Data in this exercise.
___

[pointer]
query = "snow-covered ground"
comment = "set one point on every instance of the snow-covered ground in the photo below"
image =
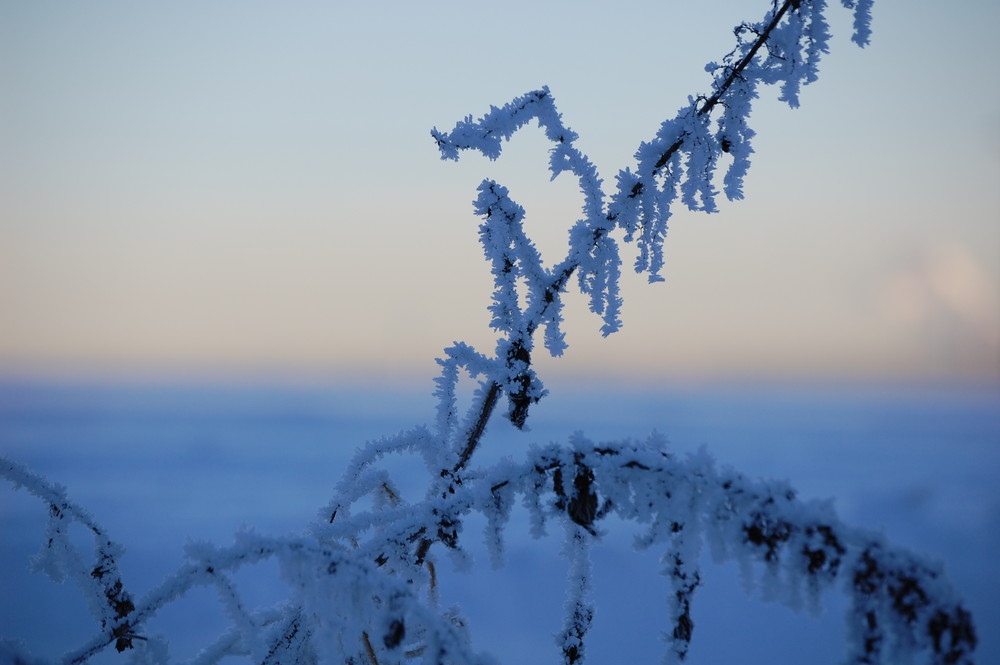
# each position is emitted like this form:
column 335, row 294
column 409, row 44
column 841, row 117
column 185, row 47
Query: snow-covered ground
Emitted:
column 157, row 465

___

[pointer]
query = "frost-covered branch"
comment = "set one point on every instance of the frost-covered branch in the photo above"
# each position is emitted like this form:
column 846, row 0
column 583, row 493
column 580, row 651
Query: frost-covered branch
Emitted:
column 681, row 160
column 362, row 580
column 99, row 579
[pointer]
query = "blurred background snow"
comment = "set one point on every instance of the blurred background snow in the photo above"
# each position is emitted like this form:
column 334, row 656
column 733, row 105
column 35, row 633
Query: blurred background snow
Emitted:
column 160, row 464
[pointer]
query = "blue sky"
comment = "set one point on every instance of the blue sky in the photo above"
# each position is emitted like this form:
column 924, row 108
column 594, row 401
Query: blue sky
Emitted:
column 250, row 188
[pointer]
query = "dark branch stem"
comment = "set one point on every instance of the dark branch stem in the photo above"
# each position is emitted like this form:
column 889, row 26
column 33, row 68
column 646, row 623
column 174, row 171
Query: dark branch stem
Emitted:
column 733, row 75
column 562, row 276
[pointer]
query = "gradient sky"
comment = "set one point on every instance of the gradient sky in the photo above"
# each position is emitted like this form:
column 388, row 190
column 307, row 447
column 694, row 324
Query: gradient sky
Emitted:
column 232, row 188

___

Required work.
Filter the data, keeping only the lines that contain "blue".

Result of the exercise.
query = "blue sky"
comment = "set one point on every instance of the blue sky in the photo above"
Query: blue sky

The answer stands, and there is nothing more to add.